— Start —
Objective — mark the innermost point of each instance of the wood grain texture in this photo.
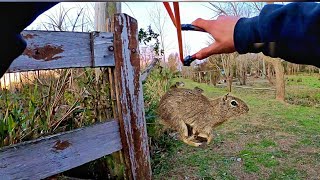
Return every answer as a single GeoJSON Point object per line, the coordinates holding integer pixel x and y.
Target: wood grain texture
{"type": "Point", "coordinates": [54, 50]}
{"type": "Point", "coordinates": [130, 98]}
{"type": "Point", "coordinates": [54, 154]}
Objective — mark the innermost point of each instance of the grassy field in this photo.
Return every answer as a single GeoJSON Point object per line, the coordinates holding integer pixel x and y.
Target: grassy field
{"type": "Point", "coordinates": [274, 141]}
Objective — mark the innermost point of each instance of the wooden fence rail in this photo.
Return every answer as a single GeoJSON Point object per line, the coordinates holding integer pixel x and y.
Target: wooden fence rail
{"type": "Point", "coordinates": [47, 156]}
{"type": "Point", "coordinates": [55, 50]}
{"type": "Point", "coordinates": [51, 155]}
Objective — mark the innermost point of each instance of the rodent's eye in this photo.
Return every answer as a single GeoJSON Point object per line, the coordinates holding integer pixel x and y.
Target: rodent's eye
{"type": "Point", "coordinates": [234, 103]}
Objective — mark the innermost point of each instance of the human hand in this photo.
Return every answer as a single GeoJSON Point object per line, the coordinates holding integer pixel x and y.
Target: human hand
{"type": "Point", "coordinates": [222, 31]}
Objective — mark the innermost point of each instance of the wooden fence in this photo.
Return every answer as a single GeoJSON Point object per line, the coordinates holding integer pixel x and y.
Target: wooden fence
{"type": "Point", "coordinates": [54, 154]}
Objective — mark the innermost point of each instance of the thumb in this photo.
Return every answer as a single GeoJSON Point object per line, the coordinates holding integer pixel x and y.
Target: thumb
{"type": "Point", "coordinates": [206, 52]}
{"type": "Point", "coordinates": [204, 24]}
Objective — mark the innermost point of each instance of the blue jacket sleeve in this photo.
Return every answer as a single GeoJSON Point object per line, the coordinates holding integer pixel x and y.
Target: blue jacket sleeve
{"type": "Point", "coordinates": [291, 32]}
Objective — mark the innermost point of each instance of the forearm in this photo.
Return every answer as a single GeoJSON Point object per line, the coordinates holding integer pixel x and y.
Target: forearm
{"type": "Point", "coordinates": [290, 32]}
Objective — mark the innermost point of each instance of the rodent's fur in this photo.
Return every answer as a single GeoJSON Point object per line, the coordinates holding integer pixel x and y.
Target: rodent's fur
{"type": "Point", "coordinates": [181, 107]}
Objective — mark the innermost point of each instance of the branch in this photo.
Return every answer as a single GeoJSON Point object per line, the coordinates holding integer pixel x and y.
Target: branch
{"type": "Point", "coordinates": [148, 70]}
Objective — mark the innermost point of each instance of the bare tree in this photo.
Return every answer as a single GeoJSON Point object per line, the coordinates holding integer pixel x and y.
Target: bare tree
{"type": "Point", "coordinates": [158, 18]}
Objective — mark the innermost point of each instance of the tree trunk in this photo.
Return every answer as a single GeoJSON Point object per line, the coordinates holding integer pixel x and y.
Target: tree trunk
— End —
— Start —
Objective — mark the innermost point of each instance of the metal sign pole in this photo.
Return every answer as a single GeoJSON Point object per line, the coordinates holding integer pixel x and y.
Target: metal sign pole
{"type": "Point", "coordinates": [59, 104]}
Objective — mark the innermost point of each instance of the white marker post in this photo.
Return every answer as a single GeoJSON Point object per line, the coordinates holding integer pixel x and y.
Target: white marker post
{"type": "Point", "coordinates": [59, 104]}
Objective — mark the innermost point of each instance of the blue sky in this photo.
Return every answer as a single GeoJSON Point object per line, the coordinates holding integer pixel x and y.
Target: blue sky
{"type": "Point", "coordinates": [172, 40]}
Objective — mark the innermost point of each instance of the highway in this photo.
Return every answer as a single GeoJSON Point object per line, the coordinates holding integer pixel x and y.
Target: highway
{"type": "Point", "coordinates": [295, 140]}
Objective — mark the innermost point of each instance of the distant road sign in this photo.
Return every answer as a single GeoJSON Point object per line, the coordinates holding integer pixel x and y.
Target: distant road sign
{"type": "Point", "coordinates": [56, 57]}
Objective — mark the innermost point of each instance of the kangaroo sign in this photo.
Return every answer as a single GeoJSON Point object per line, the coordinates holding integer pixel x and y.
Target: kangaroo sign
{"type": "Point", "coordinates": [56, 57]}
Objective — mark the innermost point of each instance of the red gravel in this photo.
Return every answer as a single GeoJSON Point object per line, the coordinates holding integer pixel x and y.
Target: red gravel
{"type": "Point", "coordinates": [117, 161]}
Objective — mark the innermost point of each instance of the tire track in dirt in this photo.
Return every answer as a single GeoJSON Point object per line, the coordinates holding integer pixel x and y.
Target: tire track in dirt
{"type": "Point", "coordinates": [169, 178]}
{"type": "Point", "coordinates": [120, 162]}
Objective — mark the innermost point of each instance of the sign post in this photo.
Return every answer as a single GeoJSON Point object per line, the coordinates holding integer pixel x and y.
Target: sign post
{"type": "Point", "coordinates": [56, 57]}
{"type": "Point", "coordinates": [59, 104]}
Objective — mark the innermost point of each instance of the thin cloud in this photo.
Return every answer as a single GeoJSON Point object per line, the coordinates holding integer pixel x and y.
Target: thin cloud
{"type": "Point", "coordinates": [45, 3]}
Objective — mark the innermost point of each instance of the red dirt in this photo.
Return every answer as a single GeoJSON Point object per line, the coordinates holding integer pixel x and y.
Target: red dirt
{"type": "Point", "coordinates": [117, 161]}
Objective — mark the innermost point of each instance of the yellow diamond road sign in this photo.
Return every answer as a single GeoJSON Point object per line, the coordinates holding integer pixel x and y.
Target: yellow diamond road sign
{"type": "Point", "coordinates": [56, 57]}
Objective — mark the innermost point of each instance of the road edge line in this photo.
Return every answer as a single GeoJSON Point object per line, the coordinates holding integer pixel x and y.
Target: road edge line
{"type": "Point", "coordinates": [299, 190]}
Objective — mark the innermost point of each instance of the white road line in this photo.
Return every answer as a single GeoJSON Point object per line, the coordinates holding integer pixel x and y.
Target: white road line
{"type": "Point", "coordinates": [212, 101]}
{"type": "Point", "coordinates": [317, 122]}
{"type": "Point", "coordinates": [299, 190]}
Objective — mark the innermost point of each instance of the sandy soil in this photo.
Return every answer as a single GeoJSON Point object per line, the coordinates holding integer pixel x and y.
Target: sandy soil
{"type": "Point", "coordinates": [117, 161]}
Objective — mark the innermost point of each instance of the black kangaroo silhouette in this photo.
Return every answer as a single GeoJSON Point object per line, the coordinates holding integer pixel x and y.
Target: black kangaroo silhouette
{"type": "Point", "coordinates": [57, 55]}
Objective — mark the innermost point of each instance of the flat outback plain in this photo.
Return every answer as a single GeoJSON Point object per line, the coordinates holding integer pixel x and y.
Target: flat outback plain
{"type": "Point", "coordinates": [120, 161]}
— End —
— Start —
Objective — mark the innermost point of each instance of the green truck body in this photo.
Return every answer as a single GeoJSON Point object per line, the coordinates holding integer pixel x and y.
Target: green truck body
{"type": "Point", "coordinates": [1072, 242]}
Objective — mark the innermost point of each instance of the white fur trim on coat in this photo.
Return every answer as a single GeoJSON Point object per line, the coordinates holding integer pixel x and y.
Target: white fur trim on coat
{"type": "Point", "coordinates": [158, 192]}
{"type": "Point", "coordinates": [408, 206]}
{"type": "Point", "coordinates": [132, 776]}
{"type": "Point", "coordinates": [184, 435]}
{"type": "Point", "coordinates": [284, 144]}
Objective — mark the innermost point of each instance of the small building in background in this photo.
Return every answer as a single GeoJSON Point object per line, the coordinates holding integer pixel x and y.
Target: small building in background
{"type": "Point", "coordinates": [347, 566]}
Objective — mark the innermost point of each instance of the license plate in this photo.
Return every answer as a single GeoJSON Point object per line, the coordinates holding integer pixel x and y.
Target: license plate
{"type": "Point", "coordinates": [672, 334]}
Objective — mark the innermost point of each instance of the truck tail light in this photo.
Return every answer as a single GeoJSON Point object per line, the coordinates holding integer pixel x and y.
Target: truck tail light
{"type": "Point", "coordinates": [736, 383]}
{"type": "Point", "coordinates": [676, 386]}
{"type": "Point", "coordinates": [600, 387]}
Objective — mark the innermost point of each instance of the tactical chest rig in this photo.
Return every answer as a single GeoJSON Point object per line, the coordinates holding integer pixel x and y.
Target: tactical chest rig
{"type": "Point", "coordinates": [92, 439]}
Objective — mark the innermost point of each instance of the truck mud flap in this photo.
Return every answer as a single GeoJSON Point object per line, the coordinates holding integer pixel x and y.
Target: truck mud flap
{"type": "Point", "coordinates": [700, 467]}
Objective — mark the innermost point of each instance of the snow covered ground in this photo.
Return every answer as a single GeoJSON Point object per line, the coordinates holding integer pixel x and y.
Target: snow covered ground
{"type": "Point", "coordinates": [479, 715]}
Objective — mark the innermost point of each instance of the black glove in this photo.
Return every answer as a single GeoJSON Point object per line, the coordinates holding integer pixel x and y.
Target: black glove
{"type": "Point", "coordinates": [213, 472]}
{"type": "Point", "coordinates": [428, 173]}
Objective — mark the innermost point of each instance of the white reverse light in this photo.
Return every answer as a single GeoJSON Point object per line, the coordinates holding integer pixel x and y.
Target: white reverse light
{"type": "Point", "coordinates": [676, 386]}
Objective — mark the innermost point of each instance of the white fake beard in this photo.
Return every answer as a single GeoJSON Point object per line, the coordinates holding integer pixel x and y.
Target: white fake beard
— End —
Prompt
Can you format everything from the row containing "road line in this photo." down to the row containing "Target: white road line", both ends included, as a JSON list of strings with one string per line and blank lines omitted?

Output below
[
  "Objective — mark the innermost point of each instance of the white road line in this photo.",
  "Return every answer as a single GeoJSON Point object per line, the coordinates holding integer pixel x and y.",
  "Target: white road line"
]